Extract —
##########

Along with hospitals and large pharmacies on the state’s list of vaccination hubs, local providers also signed up to be COVID-19 vaccine distribution sites. After a confusing set of directives from the state about who can receive the vaccine, these clinics and pharmacies have been inundated with calls from patients about being inoculated.
The Moderna version of the vaccine comes in smaller batches and doesn’t require ultra-cold storage, allowing smaller clinics and vaccines to become a distributor. Some of these clinics are giving the vaccine to the general public if they have enough supply.
“The restriction and the constraint in all of this is the dose allocation,” says Jon Roth, the CEO of the Dallas County Medical Society. “We are limited by how much product we can get in the community at one time.”
When Texas Oncology, which has several locations and hundreds of staff members, signed up to be a distributor of the vaccine, the organization was only allocated 100 doses of the vaccine. It wasn’t enough to vaccinate their staff, much less the general public, Roth says. Many clinics and pharmacies have some vaccine, but only enough to vaccinate their staff and associated caregivers, which are categorized by the state as being tier 1A. Though many clinics would like to open things up to their patients, they are limited by supply. Roth says the Dallas County Medical Society received 35,000 doses to distribute to local physicians, a supply he thinks will be used up within the next couple of weeks by providers and their staff alone.
The next challenge, Roth says, will be staffing the expected influx of patients who want the vaccine. CVS and Walgreens are looking to hire a combined 35,000 employees ahead of the vaccine distribution. These nurses, pharmacists, and other healthcare workers will help distribute the vaccine to those in long-term care facilities or senior living centers. Though supply is the current limiting factor, Roth wonders if the local healthcare industry will have enough staff to get through this vaccination. However, he looks ahead to when the vaccine is part of an annual inoculation schedule.
“At some point, we will get into the routine vaccine program as we do for all of our others,” he says. “Is that this year? Is that in three months? Is it next year? We don’t know. That is the golden ticket question.”

##########

Raw data —
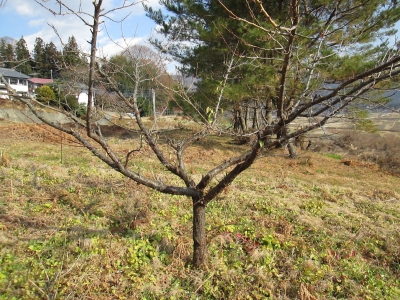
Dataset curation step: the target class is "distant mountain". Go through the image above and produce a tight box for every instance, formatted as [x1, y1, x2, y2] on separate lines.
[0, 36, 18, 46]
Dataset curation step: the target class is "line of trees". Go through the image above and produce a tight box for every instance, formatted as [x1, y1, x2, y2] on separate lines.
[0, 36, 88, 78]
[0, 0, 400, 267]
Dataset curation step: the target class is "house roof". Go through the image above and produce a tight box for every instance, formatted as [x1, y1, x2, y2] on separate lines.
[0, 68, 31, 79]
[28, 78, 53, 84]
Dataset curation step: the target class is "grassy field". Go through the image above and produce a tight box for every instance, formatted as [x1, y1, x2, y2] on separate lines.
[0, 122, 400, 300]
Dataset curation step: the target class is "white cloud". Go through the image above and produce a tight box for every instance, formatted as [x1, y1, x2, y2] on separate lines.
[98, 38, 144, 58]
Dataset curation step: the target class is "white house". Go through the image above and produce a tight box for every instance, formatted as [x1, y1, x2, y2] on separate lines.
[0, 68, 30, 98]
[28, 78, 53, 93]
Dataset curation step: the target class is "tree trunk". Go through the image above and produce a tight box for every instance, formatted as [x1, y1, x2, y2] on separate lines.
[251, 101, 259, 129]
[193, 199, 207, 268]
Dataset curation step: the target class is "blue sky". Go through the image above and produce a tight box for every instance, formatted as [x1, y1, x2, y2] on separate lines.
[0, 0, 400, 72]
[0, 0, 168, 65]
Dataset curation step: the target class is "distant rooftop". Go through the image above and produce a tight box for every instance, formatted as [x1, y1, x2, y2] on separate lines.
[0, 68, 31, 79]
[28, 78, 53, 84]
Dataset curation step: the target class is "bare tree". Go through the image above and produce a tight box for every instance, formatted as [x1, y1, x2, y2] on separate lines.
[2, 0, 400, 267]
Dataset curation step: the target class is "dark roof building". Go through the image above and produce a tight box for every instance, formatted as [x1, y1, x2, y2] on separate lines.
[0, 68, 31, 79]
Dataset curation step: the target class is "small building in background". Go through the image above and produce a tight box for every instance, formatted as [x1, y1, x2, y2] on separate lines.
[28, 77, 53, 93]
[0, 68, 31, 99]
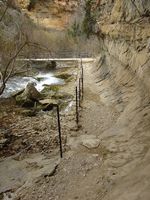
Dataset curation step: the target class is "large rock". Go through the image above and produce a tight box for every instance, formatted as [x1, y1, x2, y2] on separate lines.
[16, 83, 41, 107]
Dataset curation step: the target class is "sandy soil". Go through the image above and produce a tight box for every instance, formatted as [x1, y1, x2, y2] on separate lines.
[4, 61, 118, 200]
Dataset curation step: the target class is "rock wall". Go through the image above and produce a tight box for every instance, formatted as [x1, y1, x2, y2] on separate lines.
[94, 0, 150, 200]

##########

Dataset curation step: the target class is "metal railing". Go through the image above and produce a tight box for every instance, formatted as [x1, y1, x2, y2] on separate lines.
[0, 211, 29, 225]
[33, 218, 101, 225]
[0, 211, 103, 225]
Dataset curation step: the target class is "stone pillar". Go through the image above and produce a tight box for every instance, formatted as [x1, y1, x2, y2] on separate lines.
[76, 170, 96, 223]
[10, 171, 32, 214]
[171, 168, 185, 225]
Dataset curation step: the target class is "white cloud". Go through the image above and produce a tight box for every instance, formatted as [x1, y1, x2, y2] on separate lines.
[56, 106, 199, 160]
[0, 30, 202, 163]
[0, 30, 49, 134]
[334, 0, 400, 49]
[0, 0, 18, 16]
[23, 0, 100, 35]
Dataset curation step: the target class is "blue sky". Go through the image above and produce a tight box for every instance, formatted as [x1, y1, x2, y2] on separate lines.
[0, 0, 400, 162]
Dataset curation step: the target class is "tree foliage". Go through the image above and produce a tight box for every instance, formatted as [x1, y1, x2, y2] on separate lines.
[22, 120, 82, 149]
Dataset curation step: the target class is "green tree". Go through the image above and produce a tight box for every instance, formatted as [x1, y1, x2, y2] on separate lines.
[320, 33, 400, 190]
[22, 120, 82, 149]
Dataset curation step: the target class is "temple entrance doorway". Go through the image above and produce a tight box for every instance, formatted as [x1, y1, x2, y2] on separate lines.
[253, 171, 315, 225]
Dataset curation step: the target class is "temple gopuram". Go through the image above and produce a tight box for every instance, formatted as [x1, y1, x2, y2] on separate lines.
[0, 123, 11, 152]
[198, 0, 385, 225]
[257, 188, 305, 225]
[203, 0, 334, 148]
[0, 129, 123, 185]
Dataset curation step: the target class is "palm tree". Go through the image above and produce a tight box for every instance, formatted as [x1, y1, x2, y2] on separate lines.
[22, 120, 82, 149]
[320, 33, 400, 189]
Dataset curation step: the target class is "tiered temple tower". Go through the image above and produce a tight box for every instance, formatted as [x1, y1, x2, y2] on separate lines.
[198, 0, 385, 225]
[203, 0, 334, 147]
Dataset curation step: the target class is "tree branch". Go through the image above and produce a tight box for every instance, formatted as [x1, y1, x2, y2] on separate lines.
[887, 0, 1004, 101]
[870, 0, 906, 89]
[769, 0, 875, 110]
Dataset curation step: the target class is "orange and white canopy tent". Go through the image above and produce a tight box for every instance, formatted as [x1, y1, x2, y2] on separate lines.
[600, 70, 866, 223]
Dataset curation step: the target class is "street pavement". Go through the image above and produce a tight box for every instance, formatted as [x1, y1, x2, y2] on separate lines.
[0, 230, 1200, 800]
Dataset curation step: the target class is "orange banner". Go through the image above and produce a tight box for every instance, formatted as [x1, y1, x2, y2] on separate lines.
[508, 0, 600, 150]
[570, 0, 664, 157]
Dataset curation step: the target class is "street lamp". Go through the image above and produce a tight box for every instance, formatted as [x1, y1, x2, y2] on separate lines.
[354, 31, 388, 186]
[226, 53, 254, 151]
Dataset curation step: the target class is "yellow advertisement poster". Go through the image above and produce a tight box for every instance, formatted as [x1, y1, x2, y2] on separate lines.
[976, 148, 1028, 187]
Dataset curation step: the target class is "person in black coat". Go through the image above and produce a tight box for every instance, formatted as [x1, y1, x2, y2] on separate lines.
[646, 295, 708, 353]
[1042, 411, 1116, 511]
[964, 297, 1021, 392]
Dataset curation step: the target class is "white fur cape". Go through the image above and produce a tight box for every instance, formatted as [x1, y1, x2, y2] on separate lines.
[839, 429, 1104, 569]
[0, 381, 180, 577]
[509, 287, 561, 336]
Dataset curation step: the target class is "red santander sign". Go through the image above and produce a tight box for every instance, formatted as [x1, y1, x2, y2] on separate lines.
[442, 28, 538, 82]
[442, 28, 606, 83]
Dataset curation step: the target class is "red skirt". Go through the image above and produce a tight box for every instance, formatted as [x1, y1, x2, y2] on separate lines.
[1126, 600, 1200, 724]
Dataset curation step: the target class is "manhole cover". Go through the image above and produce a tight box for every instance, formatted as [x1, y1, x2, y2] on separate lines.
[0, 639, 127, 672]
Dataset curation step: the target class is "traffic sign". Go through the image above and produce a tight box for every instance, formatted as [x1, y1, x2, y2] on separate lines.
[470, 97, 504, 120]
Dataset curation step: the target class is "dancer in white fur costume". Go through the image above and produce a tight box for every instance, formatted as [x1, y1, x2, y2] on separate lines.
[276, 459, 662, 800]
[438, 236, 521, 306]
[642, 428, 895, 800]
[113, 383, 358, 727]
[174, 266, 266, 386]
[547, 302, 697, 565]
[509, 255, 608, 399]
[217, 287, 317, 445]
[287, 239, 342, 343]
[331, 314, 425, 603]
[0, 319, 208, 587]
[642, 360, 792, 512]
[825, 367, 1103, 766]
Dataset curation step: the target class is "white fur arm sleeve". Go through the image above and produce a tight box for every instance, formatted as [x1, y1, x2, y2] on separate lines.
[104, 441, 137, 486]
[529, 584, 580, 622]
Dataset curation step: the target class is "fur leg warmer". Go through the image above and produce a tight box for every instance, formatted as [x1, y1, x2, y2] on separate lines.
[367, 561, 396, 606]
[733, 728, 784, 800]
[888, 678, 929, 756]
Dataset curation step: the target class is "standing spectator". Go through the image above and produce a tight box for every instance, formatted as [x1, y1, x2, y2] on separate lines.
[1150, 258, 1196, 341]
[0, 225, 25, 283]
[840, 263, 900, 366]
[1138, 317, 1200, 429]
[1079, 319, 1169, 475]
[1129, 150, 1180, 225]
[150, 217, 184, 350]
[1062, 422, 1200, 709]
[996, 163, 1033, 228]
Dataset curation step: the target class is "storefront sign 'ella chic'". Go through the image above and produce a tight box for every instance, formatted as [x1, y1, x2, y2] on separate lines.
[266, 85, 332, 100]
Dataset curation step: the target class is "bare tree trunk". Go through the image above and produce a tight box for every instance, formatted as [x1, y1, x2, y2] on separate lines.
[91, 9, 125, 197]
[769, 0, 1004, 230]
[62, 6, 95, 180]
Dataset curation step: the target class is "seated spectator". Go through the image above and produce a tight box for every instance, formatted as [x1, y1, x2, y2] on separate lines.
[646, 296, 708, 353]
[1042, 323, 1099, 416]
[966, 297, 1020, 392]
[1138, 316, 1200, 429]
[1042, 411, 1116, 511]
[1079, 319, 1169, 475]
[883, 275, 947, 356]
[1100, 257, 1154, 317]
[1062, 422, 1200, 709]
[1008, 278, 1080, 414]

##########

Exercise 1 — Revise the stretch of the vaccine distribution article from "The next challenge, Roth" through "annual inoculation schedule.", replacing "influx" with "surge".
Exercise 2 — Resume the vaccine distribution article, writing on from its final sentence.
The data is separate material with no connection to the vaccine distribution article.

Written reply 1 —
The next challenge, Roth says, will be staffing the expected surge of patients who want the vaccine. CVS and Walgreens are looking to hire a combined 35,000 employees ahead of the vaccine distribution. These nurses, pharmacists, and other healthcare workers will help distribute the vaccine to those in long-term care facilities or senior living centers. Though supply is the current limiting factor, Roth wonders if the local healthcare industry will have enough staff to get through this vaccination. However, he looks ahead to when the vaccine is part of an annual inoculation schedule.

Written reply 2 —
In clinics with enough supply to offer it to the public, there is a tension between following the rules that say who is eligible for the vaccine and not wasting it by reserving it. On any given day, appointment cancelations and no-shows mean that there are extra doses that have come to room temperature and have to be used, or they will spoil. Catalyst Health Network Founder and CEO Dr. Chris Crow said he was offered a vaccine when he was visiting a clinic because it would spoil, even though he is not a frontline healthcare worker. He says he suggested that they find someone in the parking lot who could receive it. He explained the clinic thinking in these moments: “We can’t waste it, and we don’t have somebody in front of us, and we have to do it now, so we have to go looking for someone to vaccinate. That’s happening everywhere.”
The clinics want to honor the prioritization schedule put out by the state, but they also don’t want to waste anything, Roth says. At the end of the day, clinics are calling other providers, staff, or potential patients to make sure all the doses are used, and for patients looking for a vaccine, the information is a moving target.
“We’re all doing the best we can follow the rules, but also maximize the resource,” he says.
Roth says that as clinics come to the end of the day and get an idea about how many extra doses they will have, they begin calling patients to receive it or contact other physicians and clinic staff who didn’t have an appointment.
“It is a little bit of a scramble at the end of the day to try and get all those used, so we don’t have any waste whatsoever,” he says. “We all are operating under this no waste-philosophy. Nobody wants to see those thrown in the garbage right now because it is such a scarce resource.”